START The input

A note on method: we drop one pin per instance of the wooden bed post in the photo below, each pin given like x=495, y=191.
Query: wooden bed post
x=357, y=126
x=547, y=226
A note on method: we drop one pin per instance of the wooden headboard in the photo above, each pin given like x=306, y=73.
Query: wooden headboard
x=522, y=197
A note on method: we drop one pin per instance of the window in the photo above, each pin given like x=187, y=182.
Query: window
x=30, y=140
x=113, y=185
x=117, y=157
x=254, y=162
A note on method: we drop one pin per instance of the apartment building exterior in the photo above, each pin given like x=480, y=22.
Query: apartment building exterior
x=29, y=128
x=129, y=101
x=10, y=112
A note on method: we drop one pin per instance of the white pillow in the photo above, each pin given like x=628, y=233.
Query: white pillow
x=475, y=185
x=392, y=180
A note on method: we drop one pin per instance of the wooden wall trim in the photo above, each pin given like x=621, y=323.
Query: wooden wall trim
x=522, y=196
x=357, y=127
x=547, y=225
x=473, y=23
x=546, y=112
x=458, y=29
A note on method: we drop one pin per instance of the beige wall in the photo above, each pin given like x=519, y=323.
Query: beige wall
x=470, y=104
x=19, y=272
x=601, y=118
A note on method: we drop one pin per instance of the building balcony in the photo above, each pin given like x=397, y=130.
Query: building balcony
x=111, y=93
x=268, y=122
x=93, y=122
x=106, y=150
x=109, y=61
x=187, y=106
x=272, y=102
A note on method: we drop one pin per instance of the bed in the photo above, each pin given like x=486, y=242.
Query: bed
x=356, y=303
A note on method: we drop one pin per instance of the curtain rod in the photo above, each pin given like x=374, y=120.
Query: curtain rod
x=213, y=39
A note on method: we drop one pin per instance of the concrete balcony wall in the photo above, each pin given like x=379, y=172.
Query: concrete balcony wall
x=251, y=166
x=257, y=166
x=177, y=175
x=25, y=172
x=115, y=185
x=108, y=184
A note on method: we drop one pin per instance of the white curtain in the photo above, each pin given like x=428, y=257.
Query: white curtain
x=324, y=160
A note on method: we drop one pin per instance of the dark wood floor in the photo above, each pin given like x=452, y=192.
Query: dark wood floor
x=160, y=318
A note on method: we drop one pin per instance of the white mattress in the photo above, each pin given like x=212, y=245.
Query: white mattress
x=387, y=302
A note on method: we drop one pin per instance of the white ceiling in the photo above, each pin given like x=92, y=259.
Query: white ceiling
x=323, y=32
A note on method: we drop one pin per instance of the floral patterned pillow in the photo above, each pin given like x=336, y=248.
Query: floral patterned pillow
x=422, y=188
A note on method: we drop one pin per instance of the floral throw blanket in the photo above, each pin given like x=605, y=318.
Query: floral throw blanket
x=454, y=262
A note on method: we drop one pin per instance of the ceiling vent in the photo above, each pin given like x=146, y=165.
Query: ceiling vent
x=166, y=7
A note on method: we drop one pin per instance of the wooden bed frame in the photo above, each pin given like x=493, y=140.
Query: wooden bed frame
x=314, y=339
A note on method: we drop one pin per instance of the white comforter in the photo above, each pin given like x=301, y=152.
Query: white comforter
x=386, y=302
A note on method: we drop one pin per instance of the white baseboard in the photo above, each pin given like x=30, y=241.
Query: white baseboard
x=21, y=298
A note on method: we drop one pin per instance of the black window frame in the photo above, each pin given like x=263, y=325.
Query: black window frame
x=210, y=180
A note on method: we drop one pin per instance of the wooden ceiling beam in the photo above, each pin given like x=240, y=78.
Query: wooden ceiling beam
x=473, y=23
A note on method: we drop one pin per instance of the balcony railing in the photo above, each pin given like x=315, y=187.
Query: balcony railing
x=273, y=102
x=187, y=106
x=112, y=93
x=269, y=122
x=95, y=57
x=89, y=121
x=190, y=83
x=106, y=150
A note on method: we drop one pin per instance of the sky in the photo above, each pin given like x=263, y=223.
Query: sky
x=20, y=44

END The input
START The input

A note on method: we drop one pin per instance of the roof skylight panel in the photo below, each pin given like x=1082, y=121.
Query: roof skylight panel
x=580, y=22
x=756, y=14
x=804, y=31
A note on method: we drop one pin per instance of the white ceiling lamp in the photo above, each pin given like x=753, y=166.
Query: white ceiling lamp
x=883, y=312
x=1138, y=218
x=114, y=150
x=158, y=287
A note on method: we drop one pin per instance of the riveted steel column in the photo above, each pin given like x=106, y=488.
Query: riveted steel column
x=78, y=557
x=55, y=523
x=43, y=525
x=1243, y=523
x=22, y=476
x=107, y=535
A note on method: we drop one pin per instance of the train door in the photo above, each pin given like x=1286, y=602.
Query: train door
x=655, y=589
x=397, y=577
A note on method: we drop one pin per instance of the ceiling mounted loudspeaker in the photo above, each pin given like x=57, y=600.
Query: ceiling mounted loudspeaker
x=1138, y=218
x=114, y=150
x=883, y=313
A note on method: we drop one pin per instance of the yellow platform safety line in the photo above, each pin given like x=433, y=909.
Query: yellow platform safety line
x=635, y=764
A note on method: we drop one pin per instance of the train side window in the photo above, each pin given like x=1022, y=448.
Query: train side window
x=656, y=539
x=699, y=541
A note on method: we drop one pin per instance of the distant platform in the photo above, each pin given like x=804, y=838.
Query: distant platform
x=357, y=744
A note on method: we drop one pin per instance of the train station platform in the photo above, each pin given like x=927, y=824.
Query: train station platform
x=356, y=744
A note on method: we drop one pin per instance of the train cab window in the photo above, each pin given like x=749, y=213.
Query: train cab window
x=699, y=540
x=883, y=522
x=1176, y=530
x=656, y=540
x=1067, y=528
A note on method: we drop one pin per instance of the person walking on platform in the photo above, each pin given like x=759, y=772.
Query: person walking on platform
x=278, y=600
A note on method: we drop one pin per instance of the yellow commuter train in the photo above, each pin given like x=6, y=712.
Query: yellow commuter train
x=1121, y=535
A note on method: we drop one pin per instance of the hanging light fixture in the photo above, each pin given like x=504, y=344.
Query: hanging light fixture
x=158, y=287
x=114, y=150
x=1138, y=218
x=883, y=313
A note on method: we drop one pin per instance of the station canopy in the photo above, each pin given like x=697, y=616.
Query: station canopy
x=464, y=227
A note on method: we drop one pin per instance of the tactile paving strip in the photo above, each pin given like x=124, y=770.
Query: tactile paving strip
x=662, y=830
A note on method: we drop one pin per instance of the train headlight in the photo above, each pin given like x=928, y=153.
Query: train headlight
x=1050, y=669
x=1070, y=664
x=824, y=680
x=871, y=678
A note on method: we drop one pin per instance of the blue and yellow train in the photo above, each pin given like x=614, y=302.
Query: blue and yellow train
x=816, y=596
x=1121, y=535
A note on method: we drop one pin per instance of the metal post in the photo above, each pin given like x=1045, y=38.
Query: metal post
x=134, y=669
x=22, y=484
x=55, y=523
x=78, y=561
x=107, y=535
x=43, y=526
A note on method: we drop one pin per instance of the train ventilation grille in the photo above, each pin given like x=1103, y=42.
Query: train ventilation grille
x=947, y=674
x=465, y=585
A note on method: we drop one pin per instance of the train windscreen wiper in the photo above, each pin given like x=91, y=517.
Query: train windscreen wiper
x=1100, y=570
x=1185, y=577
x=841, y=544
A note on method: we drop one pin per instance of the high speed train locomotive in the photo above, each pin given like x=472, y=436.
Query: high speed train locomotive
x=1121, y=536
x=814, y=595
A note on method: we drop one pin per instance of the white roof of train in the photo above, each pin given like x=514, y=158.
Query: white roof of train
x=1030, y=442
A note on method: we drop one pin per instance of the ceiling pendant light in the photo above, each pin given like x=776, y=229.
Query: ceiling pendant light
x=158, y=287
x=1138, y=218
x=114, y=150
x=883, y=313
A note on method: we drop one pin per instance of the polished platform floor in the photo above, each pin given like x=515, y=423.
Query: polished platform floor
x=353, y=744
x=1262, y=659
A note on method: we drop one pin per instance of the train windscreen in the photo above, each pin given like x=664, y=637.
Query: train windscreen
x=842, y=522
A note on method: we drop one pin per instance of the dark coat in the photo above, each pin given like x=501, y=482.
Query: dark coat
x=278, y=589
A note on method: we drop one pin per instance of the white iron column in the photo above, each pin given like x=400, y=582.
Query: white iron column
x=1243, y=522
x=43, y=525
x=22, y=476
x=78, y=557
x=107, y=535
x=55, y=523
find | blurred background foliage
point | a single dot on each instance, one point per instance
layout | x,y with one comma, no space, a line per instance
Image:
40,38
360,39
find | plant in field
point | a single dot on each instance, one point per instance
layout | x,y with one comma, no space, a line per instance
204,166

END The input
START The input

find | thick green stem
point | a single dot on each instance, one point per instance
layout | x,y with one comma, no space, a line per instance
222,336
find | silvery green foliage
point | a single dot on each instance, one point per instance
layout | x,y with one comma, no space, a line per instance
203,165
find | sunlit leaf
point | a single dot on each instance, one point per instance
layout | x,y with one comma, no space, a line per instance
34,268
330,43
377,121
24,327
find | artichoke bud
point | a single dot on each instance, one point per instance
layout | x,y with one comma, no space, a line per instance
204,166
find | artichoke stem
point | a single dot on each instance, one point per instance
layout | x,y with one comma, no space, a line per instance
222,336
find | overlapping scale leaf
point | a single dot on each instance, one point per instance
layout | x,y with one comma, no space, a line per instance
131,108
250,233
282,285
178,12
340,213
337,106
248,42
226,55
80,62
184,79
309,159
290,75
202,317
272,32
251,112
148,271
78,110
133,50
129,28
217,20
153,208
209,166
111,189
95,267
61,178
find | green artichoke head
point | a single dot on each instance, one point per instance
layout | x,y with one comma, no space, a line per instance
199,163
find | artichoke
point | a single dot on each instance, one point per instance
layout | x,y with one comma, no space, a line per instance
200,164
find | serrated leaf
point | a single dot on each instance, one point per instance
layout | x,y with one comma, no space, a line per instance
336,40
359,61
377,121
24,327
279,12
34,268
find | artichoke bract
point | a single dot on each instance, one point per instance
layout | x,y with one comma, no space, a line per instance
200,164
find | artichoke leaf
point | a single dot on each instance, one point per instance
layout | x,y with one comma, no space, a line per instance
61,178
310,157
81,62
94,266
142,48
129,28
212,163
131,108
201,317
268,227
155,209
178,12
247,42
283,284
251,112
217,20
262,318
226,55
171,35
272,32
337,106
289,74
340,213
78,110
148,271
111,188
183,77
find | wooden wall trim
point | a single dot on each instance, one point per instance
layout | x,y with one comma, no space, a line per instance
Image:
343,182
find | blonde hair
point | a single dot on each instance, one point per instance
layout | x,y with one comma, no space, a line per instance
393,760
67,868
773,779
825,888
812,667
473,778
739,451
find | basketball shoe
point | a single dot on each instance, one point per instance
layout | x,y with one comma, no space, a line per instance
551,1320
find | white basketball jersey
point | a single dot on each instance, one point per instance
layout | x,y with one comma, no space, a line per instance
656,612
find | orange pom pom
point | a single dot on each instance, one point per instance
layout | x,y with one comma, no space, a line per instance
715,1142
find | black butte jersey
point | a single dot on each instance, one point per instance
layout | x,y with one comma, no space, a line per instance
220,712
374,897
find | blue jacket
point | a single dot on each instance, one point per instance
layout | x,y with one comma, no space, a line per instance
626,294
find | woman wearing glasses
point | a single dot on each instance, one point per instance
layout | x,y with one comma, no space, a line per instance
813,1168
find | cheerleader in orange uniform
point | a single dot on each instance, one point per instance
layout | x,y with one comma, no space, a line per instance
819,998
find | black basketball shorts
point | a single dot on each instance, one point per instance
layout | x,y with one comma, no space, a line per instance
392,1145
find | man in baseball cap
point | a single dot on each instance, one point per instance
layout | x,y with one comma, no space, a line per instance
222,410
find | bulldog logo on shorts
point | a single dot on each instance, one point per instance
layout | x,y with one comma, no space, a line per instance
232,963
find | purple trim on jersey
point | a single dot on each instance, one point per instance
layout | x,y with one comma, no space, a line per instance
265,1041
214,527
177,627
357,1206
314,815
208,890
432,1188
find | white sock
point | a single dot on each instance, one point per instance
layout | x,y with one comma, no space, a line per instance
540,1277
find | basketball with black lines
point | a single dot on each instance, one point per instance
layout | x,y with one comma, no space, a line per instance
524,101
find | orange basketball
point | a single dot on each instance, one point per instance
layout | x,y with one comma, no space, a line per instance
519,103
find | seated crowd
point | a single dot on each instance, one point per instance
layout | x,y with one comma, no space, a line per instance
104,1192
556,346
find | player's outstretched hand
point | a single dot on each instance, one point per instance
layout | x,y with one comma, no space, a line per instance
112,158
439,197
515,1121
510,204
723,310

END The input

> [Aim] Put the part that opens with the line containing "like x=1022, y=448." and closes with the line containing "x=278, y=600" into a Markdown table with the columns Row and Line. Number each line in Row and leave out any blank lines.

> [Exercise result]
| Row | Line |
|---|---|
| 1 | A note on method: we drop one pin per instance of the train side window in the photo above, each pin given like x=1022, y=448. |
| 2 | Query: train side window |
| 3 | x=656, y=539 |
| 4 | x=699, y=541 |
| 5 | A note on method: we drop one pin per instance of the distant platform in the photo above, each pin given like x=804, y=838. |
| 6 | Query: distant platform |
| 7 | x=357, y=744 |
| 8 | A note on method: we drop one pin per instance of the train station platform in the photo above, each pin given like x=927, y=824. |
| 9 | Query: train station platform |
| 10 | x=356, y=744 |
| 11 | A note on method: we drop one pin per instance of the train cab window in the photo above, each pin given like x=749, y=213. |
| 12 | Query: train cab window |
| 13 | x=699, y=540 |
| 14 | x=883, y=522 |
| 15 | x=1176, y=530 |
| 16 | x=656, y=540 |
| 17 | x=1067, y=528 |
| 18 | A note on method: we drop one pin per instance of the person walking on platform in the photo above, each pin given like x=759, y=772. |
| 19 | Query: person walking on platform |
| 20 | x=278, y=600 |